____ Given data

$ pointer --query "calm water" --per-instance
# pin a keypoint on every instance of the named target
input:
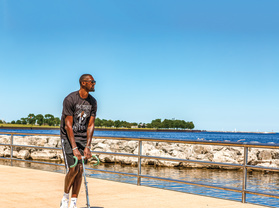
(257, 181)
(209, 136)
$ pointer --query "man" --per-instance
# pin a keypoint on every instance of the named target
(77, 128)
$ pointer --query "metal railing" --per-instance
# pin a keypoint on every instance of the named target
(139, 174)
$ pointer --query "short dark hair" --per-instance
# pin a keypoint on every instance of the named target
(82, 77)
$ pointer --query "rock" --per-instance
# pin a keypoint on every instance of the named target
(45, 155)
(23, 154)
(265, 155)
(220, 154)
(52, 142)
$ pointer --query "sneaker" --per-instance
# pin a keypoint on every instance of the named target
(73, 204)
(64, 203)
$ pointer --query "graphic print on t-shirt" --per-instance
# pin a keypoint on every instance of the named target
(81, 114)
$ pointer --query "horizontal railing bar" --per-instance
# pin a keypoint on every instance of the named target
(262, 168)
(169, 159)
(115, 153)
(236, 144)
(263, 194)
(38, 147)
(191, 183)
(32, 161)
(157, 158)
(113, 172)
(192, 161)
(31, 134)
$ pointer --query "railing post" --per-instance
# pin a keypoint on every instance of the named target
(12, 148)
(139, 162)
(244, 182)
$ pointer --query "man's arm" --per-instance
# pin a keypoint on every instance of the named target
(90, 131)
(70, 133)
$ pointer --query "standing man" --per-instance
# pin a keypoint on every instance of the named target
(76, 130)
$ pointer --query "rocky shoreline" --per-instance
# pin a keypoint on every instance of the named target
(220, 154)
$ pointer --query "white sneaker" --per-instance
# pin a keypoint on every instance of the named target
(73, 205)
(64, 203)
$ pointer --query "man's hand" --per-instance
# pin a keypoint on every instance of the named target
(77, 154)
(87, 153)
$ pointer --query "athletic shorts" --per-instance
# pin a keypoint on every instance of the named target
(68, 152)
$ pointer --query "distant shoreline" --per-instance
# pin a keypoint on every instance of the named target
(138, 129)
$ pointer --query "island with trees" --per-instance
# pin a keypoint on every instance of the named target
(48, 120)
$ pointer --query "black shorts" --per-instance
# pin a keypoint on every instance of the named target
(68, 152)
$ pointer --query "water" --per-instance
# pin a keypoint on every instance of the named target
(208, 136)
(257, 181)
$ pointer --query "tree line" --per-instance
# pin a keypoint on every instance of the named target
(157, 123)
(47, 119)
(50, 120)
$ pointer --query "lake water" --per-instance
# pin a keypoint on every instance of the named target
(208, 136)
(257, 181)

________

__What is needed__. Reproduce the entries above exactly. Do not include the images.

__The reply__.
$ pointer --query "calm water" --per-instance
# pin a keypoint on every instance of the named target
input:
(257, 181)
(209, 136)
$ pointer --query "man" --per-instance
# pin a keypoint on every instance of the named target
(77, 128)
$ pointer --query "metal railing" --per-instance
# pin a keypoint on every instance of the named target
(139, 174)
$ pointer --query "short dark hair" --per-instance
# pin a keypoint on every instance of the named target
(82, 77)
$ pointer --query "rock" --per-instance
# pin a keypoint on every instance of the named target
(45, 155)
(23, 154)
(265, 155)
(220, 154)
(52, 142)
$ pointer --query "sneaker" --per-instance
# pin a keypoint on every instance of the named target
(73, 204)
(64, 203)
$ pointer --query "graphic print on t-shirt" --per-instance
# pin a keypoint on every instance of the named target
(81, 114)
$ pointer --query "horizontal railing bar" --per-instance
# pin a keypoint on every instance of the named target
(262, 168)
(169, 159)
(115, 153)
(236, 144)
(263, 194)
(38, 147)
(191, 183)
(32, 161)
(157, 158)
(113, 172)
(192, 161)
(31, 134)
$ pointer --query "railing post" --per-instance
# pin a keypoint on every instance of the named target
(12, 148)
(139, 162)
(244, 182)
$ pointer --query "man's arm" --per-instance
# pin a keypoint on every instance of the named target
(90, 131)
(70, 133)
$ pointer --query "standing man" --per-instance
# pin a keypoint on every instance of the named target
(76, 130)
$ pointer --query "rocky shoreline" --per-instance
# pin a keypoint on every instance of the named target
(220, 154)
$ pointer --query "white sneaker" --per-instance
# pin a keypoint on every instance of the named target
(73, 205)
(64, 203)
$ pointer --query "man's hand" --per-instance
# pin a keypoint on every instance of the named target
(77, 154)
(87, 153)
$ pointer --query "athletic shorts" --per-instance
# pin a keypoint on every instance of the named target
(68, 152)
$ pointer --query "distant shoreline" --per-instance
# pin a keypoint on every instance of the named target
(138, 129)
$ pointer --query "island with trees" --per-instance
# pin a keypoint on every instance of the named target
(48, 120)
$ pointer --query "black shorts" --per-instance
# pin a keypoint on every instance of the named target
(68, 152)
$ pointer --query "water" --per-instance
# pin a keypoint on every instance of the named target
(208, 136)
(257, 181)
$ pointer --query "tree line" --per-instance
# pin a keypoint on every instance of the named target
(157, 123)
(47, 119)
(50, 120)
$ pointer --query "lake water" --per-instance
# pin a keypoint on every instance of the named target
(208, 136)
(257, 181)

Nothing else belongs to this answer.